● Your goal
An exact copy of the data below is needed; please leave out any pictures.

● Supplied entries
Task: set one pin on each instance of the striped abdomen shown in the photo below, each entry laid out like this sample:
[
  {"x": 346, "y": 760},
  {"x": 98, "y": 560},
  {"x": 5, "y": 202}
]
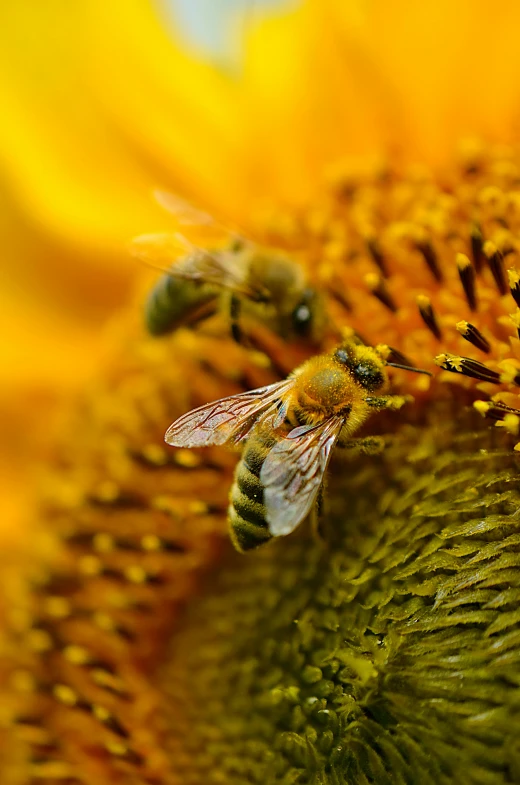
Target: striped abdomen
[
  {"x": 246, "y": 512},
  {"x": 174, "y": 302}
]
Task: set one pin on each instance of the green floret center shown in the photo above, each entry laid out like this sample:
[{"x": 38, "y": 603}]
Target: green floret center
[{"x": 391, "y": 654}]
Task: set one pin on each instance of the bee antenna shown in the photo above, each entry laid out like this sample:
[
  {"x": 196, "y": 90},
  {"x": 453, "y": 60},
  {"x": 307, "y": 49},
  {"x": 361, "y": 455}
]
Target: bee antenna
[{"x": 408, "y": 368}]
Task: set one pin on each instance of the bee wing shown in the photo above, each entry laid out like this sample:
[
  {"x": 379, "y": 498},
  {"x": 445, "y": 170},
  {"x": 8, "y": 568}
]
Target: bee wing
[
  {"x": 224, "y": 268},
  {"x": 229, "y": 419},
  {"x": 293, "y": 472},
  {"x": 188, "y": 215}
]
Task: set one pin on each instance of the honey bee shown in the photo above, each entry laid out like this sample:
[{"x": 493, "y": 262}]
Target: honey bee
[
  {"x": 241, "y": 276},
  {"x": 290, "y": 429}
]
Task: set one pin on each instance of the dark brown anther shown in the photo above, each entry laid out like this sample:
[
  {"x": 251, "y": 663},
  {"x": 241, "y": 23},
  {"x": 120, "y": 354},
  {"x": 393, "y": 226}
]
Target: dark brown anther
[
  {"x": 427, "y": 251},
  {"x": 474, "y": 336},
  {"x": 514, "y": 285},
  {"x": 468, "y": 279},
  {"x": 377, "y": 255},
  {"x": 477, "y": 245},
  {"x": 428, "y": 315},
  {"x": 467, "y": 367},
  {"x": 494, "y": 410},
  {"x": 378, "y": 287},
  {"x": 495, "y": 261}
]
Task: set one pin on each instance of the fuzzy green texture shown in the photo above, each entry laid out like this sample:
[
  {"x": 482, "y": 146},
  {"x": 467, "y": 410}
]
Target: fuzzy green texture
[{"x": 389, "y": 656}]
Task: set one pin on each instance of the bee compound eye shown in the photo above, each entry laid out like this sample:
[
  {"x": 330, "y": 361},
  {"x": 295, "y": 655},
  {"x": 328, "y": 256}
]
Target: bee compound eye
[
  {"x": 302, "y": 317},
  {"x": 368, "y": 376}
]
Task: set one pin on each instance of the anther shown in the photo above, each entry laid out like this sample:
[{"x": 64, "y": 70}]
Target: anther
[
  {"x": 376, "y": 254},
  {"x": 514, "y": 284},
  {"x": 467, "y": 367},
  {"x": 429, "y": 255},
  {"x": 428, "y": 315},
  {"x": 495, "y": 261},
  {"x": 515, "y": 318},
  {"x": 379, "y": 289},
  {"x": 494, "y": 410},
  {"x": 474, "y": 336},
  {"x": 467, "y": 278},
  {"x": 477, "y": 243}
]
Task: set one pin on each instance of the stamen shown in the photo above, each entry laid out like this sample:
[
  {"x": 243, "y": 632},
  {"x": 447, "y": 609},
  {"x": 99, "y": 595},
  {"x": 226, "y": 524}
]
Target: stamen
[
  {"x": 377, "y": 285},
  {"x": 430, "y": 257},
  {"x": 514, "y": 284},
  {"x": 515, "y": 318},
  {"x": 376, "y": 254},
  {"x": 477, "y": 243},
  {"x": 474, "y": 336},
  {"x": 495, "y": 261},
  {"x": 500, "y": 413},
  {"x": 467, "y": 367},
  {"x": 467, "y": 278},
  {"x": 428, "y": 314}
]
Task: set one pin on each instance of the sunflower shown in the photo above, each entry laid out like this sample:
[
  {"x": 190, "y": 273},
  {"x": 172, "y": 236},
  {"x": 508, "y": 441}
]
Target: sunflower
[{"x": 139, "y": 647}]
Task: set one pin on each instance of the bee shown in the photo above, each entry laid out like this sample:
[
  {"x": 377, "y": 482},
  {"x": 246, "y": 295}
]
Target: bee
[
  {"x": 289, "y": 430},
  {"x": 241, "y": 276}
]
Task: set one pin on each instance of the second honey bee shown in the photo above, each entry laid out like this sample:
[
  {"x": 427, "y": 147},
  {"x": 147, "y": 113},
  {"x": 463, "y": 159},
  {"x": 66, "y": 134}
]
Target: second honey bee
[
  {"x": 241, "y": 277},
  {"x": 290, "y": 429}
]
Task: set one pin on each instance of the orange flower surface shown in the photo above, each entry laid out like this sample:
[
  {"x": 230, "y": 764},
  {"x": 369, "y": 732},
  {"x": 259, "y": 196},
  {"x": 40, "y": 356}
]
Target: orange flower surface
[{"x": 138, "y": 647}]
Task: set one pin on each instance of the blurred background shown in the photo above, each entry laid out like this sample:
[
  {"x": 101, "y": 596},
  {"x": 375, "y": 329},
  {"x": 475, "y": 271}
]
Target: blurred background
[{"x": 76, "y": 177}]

● Exercise response
Task: set one pin on each instance of the striped abdomen shown in the photo below, each entry laid out like this sample:
[
  {"x": 346, "y": 760},
  {"x": 98, "y": 560},
  {"x": 5, "y": 202}
]
Target: striped abdomen
[
  {"x": 246, "y": 512},
  {"x": 174, "y": 302}
]
Task: set one pin on each instance of the green floret center shown in the photo above, each entry laid out like this sample:
[{"x": 38, "y": 603}]
Target: green floret center
[{"x": 391, "y": 654}]
Task: set one pin on each instance of the bee antenna shown in the photo above, each entry laid out like this sample:
[
  {"x": 196, "y": 90},
  {"x": 453, "y": 60},
  {"x": 307, "y": 49},
  {"x": 361, "y": 455}
]
Target: bee antenna
[{"x": 408, "y": 368}]
Task: set one pin on each instance of the bee wing shown in the photo above, each entry laid out like this sample:
[
  {"x": 379, "y": 498},
  {"x": 445, "y": 170},
  {"x": 8, "y": 568}
]
Target: bee wing
[
  {"x": 224, "y": 268},
  {"x": 229, "y": 419},
  {"x": 293, "y": 472},
  {"x": 188, "y": 215}
]
Task: set one pin on each instance of the honey bee shown in the photo above, each entry laid out like this sample:
[{"x": 493, "y": 262}]
Target: honey bee
[
  {"x": 241, "y": 276},
  {"x": 290, "y": 429}
]
Task: set one pin on each instance of the dark brown anther shown in the photo above, each entry laid out like this sample:
[
  {"x": 251, "y": 663},
  {"x": 241, "y": 23},
  {"x": 120, "y": 354},
  {"x": 393, "y": 226}
]
Target: dark brown anther
[
  {"x": 427, "y": 251},
  {"x": 474, "y": 336},
  {"x": 514, "y": 285},
  {"x": 468, "y": 279},
  {"x": 377, "y": 255},
  {"x": 477, "y": 245},
  {"x": 428, "y": 315},
  {"x": 467, "y": 367},
  {"x": 494, "y": 410},
  {"x": 378, "y": 287},
  {"x": 495, "y": 261}
]
Task: set one pin on each instance of the fuzzy green texture shown in the photo above, each entry laid out like this sample:
[
  {"x": 482, "y": 146},
  {"x": 467, "y": 410}
]
Target: fuzzy green texture
[{"x": 389, "y": 656}]
Task: set one pin on each instance of the bee compound eye shown in the photo above, each entry laid out like this sample:
[
  {"x": 330, "y": 361},
  {"x": 295, "y": 655},
  {"x": 328, "y": 256}
]
Target: bee compound eye
[
  {"x": 302, "y": 317},
  {"x": 368, "y": 376}
]
Task: set one pin on each instance of the anther shown in the photo above, each entry laid out like this sample:
[{"x": 64, "y": 70}]
Target: anther
[
  {"x": 376, "y": 254},
  {"x": 514, "y": 284},
  {"x": 467, "y": 367},
  {"x": 429, "y": 255},
  {"x": 428, "y": 315},
  {"x": 495, "y": 261},
  {"x": 515, "y": 318},
  {"x": 379, "y": 289},
  {"x": 494, "y": 410},
  {"x": 474, "y": 336},
  {"x": 467, "y": 278},
  {"x": 477, "y": 243}
]
Task: set one pin on each instance of the stamen shown in the photo above, each entry laid out like this sample:
[
  {"x": 243, "y": 632},
  {"x": 447, "y": 609},
  {"x": 99, "y": 595},
  {"x": 226, "y": 524}
]
Target: stamen
[
  {"x": 377, "y": 285},
  {"x": 430, "y": 257},
  {"x": 514, "y": 284},
  {"x": 515, "y": 318},
  {"x": 376, "y": 254},
  {"x": 477, "y": 243},
  {"x": 474, "y": 336},
  {"x": 495, "y": 261},
  {"x": 500, "y": 413},
  {"x": 467, "y": 367},
  {"x": 467, "y": 278},
  {"x": 428, "y": 314}
]
Task: set one pin on each instance of the sunflower shown in the photo above, each entry laid out like this sample:
[
  {"x": 190, "y": 273},
  {"x": 172, "y": 236},
  {"x": 508, "y": 441}
]
Target: sunflower
[{"x": 139, "y": 647}]
Task: set one pin on each instance of the bee shown in the photo above, each entry laid out like this sample:
[
  {"x": 377, "y": 482},
  {"x": 246, "y": 295}
]
Target: bee
[
  {"x": 289, "y": 430},
  {"x": 241, "y": 276}
]
Task: set one pin on each instance of the second honey bee shown in the photo above, each entry laid out like this sample:
[
  {"x": 427, "y": 147},
  {"x": 147, "y": 113},
  {"x": 463, "y": 159},
  {"x": 66, "y": 134}
]
Target: second honey bee
[
  {"x": 241, "y": 277},
  {"x": 290, "y": 429}
]
Task: set one pin on each instance of the orange flower surface shown in the photo above, each entry laid out like this sample:
[
  {"x": 230, "y": 764},
  {"x": 369, "y": 732},
  {"x": 259, "y": 196},
  {"x": 40, "y": 356}
]
Target: orange flower surface
[{"x": 138, "y": 647}]
Task: set one pin on each instance of the blurred background shown in the photo above, each entry laid out like this sample:
[
  {"x": 101, "y": 596},
  {"x": 375, "y": 329},
  {"x": 475, "y": 271}
]
Target: blurred background
[{"x": 76, "y": 177}]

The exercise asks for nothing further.